Sayfa alıntısı
Kararda demokratik toplum düzeninin gerekleri ölçütü kullanılmamıştır. Kararı burada incelememizin sebebi daha önce de vurguladığımız gibi demokratik toplumda din ve vicdan hürriyeti ile ilgili ölçütlere değinmiş olmasıdır.

İnceleyeceğimiz ikinci karar263, başvurucunun inancı nedeniyle giydiği pardösüsünü çıkartmaya zorlanması nedeniyle din ve inanç özgürlüğünün ihlali iddiası ile ilgilidir. İlk karardaki birçok değerlendirmeyi bu kararda da tutarlı bir şekilde aynı paragraflara vurgu yaparak tekrar eden AYM, somut olay bağlamında, sırasıyla, ihlalin varlığını, ihlalin kanuni dayanağının olduğunu, meşru amaçla müdahalenin yapıldığını hüküm altına almıştır.

Talimat a
Aşağıdaki kayıtlarda "Each instance receives one keypoint. Mark the dirt" ifadesini içeren satırdan kayıtların sonuna kadar (her iki uç dahil) uzanan satırları, talepler de dahil olmak üzere yeniden yazınız. Yanıtlardaki koordinatların her sayısına 108 ekleyerek bunları kaydırınız ve resimleri yanıtınıza almayınız.

Gösterilen veriler
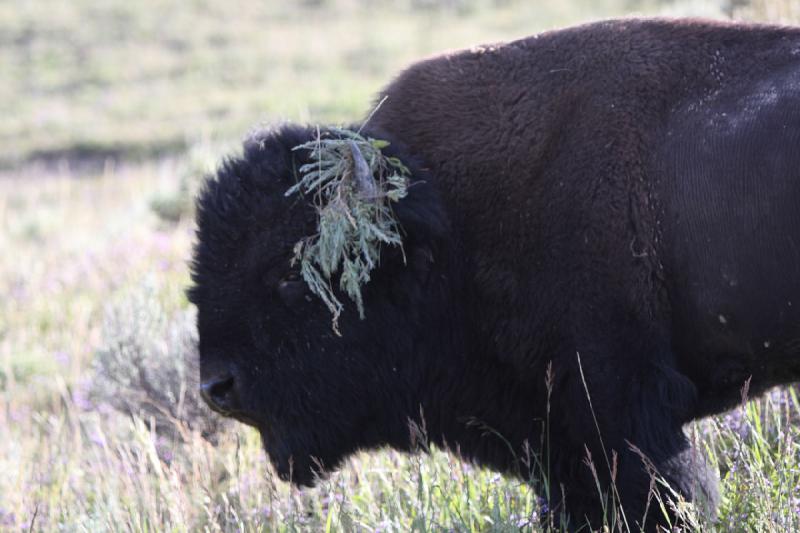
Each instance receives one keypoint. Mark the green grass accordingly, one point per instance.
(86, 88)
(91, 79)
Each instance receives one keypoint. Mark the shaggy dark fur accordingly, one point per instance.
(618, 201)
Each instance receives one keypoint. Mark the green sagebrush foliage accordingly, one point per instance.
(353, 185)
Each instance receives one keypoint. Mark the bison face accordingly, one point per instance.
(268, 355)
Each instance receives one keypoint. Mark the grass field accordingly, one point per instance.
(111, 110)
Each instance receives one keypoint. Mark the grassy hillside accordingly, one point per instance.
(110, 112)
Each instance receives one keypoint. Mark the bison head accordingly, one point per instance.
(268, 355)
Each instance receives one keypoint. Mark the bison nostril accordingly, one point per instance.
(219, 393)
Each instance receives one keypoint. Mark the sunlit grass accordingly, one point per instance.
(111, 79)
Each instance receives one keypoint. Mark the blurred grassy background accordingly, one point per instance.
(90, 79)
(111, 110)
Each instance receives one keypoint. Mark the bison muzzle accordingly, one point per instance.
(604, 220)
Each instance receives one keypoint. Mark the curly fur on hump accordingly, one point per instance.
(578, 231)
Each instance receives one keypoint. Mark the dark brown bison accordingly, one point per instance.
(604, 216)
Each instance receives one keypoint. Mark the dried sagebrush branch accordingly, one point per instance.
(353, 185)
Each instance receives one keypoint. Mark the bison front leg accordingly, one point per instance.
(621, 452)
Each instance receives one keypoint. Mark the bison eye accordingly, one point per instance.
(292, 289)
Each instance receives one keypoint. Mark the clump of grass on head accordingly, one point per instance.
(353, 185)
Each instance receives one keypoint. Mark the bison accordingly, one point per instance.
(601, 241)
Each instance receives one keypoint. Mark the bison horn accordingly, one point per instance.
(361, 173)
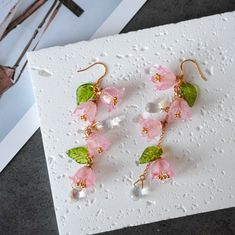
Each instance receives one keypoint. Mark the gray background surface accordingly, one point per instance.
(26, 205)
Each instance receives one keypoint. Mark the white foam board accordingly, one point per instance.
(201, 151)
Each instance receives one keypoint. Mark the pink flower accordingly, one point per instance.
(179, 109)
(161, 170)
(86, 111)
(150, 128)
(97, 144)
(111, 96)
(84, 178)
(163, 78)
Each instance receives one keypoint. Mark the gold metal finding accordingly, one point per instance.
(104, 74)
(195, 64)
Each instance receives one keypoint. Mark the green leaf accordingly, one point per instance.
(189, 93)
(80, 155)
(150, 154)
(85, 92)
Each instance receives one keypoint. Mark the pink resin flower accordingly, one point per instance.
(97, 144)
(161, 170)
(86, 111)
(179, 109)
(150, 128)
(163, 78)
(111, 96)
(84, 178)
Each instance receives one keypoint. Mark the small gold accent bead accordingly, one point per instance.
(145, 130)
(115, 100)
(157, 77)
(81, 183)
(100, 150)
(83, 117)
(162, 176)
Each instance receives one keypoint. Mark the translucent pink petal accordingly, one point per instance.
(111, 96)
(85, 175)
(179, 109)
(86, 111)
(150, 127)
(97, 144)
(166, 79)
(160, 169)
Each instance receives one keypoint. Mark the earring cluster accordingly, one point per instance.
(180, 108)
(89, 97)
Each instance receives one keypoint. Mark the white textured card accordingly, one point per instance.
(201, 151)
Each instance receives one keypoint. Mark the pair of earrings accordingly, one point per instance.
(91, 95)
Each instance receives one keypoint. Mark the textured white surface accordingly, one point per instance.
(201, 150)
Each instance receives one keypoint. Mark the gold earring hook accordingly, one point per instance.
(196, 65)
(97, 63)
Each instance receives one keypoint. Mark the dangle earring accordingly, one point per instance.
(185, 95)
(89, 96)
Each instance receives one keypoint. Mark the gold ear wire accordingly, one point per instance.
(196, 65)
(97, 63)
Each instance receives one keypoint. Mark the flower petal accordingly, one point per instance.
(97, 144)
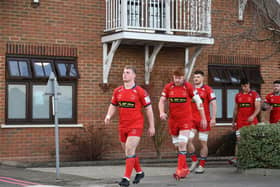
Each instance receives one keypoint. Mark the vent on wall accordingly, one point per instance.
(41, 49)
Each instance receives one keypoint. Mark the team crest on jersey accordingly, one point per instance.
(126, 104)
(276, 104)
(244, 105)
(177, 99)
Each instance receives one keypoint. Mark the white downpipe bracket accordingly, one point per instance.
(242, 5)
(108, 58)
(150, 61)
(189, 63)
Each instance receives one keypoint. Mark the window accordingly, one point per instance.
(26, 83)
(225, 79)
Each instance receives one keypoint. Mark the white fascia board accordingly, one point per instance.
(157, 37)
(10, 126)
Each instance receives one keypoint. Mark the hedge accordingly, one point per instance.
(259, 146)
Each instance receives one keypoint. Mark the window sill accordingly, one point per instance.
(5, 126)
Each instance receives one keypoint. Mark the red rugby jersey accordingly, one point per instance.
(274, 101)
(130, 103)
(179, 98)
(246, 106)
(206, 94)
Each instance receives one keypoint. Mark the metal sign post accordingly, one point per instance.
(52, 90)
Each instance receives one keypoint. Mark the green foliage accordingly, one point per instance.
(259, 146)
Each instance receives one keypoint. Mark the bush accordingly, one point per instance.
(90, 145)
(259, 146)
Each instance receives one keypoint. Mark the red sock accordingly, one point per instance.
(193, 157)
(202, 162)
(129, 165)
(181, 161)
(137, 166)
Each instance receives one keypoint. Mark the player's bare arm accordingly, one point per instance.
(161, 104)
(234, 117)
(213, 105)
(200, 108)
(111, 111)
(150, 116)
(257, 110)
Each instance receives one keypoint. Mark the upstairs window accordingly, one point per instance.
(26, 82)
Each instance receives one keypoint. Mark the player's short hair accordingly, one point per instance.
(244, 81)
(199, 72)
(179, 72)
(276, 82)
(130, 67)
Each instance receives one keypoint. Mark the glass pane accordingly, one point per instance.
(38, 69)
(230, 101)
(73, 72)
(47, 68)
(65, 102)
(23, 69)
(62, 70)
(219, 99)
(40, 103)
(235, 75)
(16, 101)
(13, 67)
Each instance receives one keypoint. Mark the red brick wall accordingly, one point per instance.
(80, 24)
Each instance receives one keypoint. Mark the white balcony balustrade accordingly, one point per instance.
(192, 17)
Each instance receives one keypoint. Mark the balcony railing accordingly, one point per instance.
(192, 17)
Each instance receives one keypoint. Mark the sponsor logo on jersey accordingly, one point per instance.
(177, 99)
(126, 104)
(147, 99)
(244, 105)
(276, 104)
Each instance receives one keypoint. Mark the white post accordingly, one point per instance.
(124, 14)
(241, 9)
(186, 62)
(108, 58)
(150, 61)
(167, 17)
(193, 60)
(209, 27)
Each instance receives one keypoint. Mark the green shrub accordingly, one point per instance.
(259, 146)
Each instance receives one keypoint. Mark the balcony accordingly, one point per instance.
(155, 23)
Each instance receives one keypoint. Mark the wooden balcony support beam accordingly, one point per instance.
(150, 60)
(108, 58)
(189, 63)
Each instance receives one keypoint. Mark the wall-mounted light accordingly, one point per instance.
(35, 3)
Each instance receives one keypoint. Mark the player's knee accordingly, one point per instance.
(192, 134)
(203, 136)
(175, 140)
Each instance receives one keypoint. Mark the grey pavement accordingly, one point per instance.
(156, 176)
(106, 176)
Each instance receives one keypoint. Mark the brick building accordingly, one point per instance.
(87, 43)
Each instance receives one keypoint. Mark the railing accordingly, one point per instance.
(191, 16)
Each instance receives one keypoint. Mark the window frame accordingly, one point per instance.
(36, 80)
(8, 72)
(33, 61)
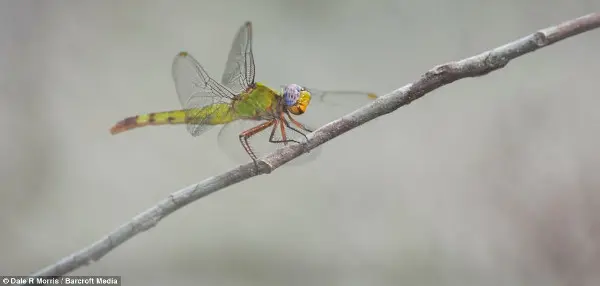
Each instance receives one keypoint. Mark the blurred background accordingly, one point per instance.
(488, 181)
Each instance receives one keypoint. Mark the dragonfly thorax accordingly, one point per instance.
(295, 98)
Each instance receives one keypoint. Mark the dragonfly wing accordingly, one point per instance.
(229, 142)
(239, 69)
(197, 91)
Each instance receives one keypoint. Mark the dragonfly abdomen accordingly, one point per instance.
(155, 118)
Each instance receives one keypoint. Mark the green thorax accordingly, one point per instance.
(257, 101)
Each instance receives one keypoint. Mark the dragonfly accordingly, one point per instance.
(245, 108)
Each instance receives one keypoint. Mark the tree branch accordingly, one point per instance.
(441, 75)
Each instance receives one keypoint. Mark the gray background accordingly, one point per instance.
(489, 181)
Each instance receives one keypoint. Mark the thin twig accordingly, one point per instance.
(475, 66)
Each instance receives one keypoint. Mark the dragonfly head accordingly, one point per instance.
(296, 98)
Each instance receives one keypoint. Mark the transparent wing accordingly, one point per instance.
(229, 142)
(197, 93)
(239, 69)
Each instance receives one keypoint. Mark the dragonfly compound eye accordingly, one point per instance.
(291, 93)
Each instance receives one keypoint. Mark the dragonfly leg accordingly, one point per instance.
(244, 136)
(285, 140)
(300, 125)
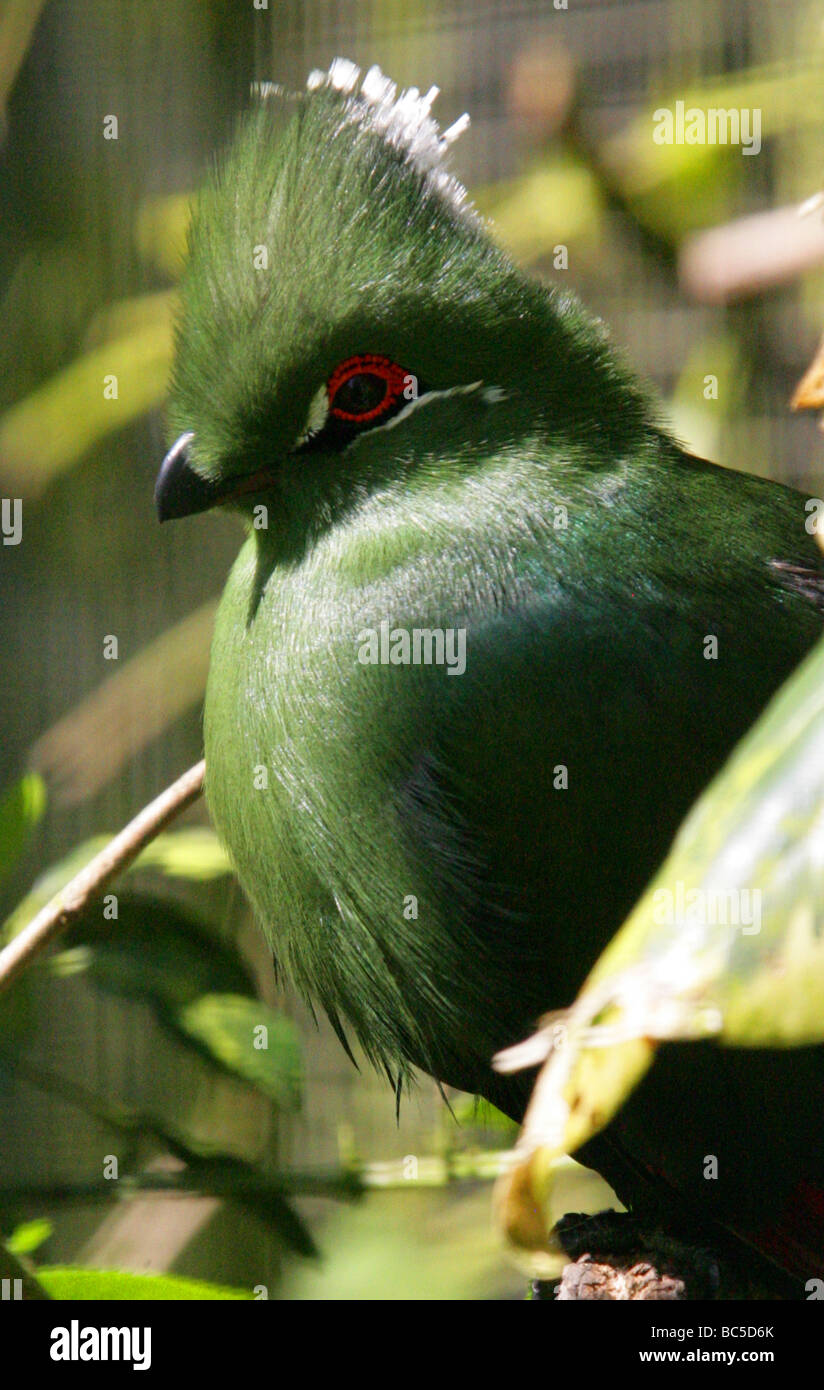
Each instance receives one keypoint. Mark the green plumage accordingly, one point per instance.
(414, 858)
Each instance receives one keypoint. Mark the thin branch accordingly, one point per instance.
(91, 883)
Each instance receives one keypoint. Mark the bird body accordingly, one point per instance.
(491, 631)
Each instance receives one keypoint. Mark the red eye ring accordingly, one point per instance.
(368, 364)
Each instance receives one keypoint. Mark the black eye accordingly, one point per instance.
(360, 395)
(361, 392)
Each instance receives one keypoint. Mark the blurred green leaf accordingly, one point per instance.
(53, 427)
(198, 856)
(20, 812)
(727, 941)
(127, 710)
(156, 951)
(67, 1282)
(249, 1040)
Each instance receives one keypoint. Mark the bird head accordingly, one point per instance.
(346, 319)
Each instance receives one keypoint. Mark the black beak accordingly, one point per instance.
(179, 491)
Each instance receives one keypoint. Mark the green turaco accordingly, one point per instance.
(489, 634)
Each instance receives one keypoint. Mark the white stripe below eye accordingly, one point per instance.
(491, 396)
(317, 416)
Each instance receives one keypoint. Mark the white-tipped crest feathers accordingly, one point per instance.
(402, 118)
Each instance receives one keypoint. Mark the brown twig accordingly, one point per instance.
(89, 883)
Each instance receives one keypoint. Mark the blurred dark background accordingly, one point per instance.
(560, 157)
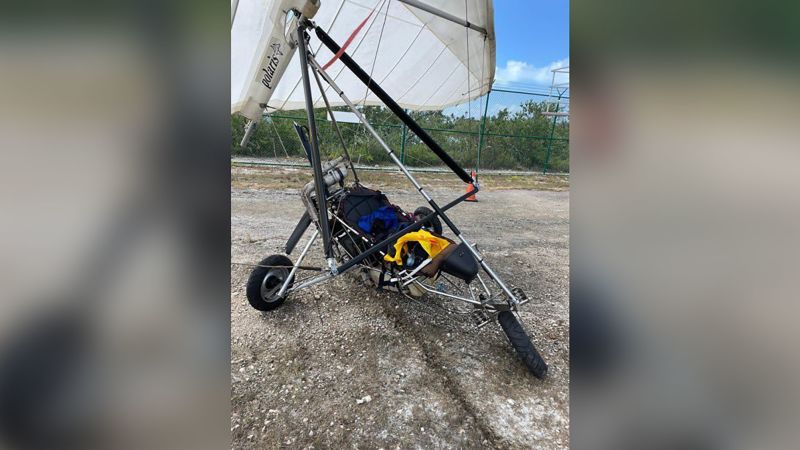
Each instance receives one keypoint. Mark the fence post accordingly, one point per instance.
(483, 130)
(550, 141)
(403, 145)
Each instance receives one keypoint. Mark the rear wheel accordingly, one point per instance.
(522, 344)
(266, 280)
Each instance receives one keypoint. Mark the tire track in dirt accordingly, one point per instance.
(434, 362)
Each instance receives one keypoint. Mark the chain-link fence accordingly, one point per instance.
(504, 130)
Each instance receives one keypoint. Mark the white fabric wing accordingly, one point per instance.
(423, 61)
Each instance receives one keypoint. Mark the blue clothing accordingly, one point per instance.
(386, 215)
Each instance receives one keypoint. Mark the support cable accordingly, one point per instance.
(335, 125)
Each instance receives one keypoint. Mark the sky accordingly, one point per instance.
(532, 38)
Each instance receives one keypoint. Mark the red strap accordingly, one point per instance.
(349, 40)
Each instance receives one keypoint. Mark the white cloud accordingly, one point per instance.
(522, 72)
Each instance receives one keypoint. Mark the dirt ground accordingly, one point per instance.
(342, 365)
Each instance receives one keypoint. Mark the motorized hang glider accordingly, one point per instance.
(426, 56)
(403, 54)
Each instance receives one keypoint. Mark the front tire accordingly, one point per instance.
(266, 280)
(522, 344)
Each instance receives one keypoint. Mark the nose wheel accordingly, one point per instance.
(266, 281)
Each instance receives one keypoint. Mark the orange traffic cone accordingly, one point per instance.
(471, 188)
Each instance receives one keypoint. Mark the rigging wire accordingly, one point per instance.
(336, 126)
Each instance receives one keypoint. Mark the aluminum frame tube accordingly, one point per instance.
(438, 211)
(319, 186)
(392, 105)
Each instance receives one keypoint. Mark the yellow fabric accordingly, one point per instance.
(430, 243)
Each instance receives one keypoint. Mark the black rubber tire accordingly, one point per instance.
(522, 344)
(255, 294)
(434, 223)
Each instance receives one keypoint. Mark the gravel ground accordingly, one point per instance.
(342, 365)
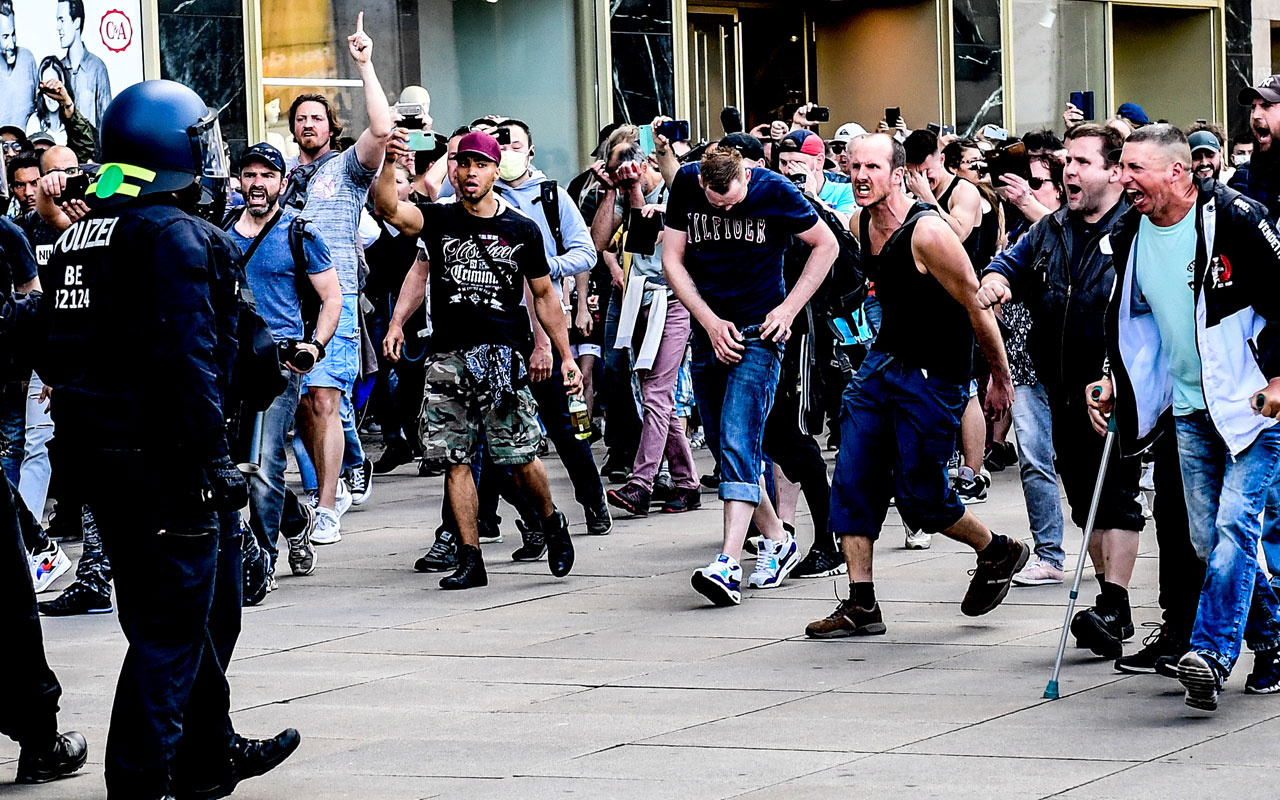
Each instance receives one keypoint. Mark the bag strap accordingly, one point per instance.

Talimat b
Sayfa alıntısında "İnceleyeceğimiz ikinci karar263, başvurucunun" ifadesinden "hüküm altına almıştır." ifadesine kadar (bu ifade dahil) olan bölümü, "AYM" adını "Anayasa Mahkemesi" olarak yeniden adlandırıp tekrar yazınız.

Tam çözüm a
Each instance receives one keypoint. Mark the dirt ground accordingly, one point per instance.
(450, 473)
Each instance receives one keypoint. Mark the motorized hang glider accordingly, one point per instance.
(534, 164)
(511, 162)
Each instance receives one keypoint. Mark the front tire accordingly, one point per instance.
(374, 388)
(630, 452)
Each instance receives one keypoint. Mark the nose wheel accordingly, one point per instance.
(374, 389)
Each instance receives one keypoint. Mark the orange traffic cone accordingly, one point per instance.
(579, 296)
Each instance receives one keypoint. Mark the rigging wire accordingly, one point per instance.
(444, 234)
Each instance receives one keypoint. Mark the aluminum frame tube accordingly, one point per instance.
(546, 319)
(427, 294)
(500, 213)
Each instance receives one keypoint. Mark the yellow fabric accordingly, one point per instance.
(538, 351)
Each instance receives one keypoint. Mark the black rubber tire accordingly, one point per instance.
(630, 452)
(363, 402)
(542, 331)
Each instance receives one keypoint. Mark the gravel ground accordingly, one point per instance.
(450, 473)
Each instance receives one keypoint. Mark the bag strap accordingly, one point per instance.

Tam çözüm b
İnceleyeceğimiz ikinci karar263, başvurucunun inancı nedeniyle giydiği pardösüsünü çıkartmaya zorlanması nedeniyle din ve inanç özgürlüğünün ihlali iddiası ile ilgilidir. İlk karardaki birçok değerlendirmeyi bu kararda da tutarlı bir şekilde aynı paragraflara vurgu yaparak tekrar eden Anayasa Mahkemesi, somut olay bağlamında, sırasıyla, ihlalin varlığını, ihlalin kanuni dayanağının olduğunu, meşru amaçla müdahalenin yapıldığını hüküm altına almıştır.